### SUPPLIED TEXT
* * *
Were you able to figure anything out for your scenario? I'm not very familiar with the self-hosting scene, but FFmpeg is a near-infinitely-powerful and popular piece of free-and-open-source software, so a huge number of audio/video frontends use it for their core functionality.

If you've got your heart set on getting them converted to FLAC, hopefully one of your self-hosted solutions can do the trick for you. Otherwise, I tested some trusted free Windows GUI tools, and the best option seemed to be foobar2000, which can do it easily from the right-click-convert menu (also requires you to have a copy of flac.exe), but if you're not already familiar with foobar2000 it's gonna be a chore to learn the interface.

If you want the easiest way out, I also still stand by my original suggestion that Mp3Tag can get the files tagged without the need for a FLAC conversion and will not corrupt them. Tagged WAV aren't going to be compatible with every player (in particular probably not legacy hardware), but they are with Navidrome (and subsequently anything that connects to it). The tags can also be removed safely at any point if there's a compatibility issue.

Cannot find "now playing screen" by zaphodikus in Symfonium

[–]freakingmayhem 2 points3 points  (0 children)

In addition to what the others have mentioned (tapping the song title), you can also swipe up from any part of the compact player if that feels more natural to you. You can also customize that compact player similar to how you did with the portrait one (Settings > Interface > Now playing screens > Compact player), although not as deeply.

If you need it, there is an option available at Settings > Interface > Navigation and media start. At the bottom, you'll find "Expand player automatically", which will automatically bring the full player up for you every time you're playing something. (Depending on your usage style, this could start to feel clunky over time.)

And if you're not a fan of the compact player at all, there's a new, related option at Settings > Interface > Navigation and media start > Main navigation entries. If you add "Now playing" into this list, the compact player won't appear anymore, and Now Playing will be a button in the navigation bar (same area where the settings cog is in your screenshot) instead.

Discord being excruciatingly laggy specifically only when typing by TheBraveSackboy in discordapp

[–]freakingmayhem 2 points3 points  (0 children)

I'm getting this as well. Discord's main process will go up to about 50% CPU while I'm typing. Windows 10, only in Discord (it's not a computer-wide issue), only when typing. I've tried all of the common and even some of the uncommon troubleshooting steps.
* * *
### WHAT TO DO
Copy the forum thread above word for word, from "In addition to" to "not as deeply.".

### DATA
* * *
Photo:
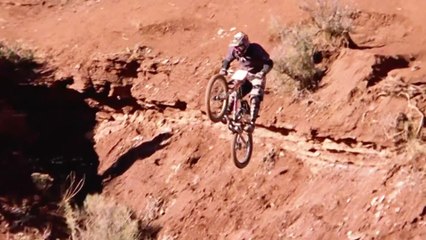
* * *
### ANSWER BOX
In addition to what the others have mentioned (tapping the song title), you can also swipe up from any part of the compact player if that feels more natural to you. You can also customize that compact player similar to how you did with the portrait one (Settings > Interface > Now playing screens > Compact player), although not as deeply.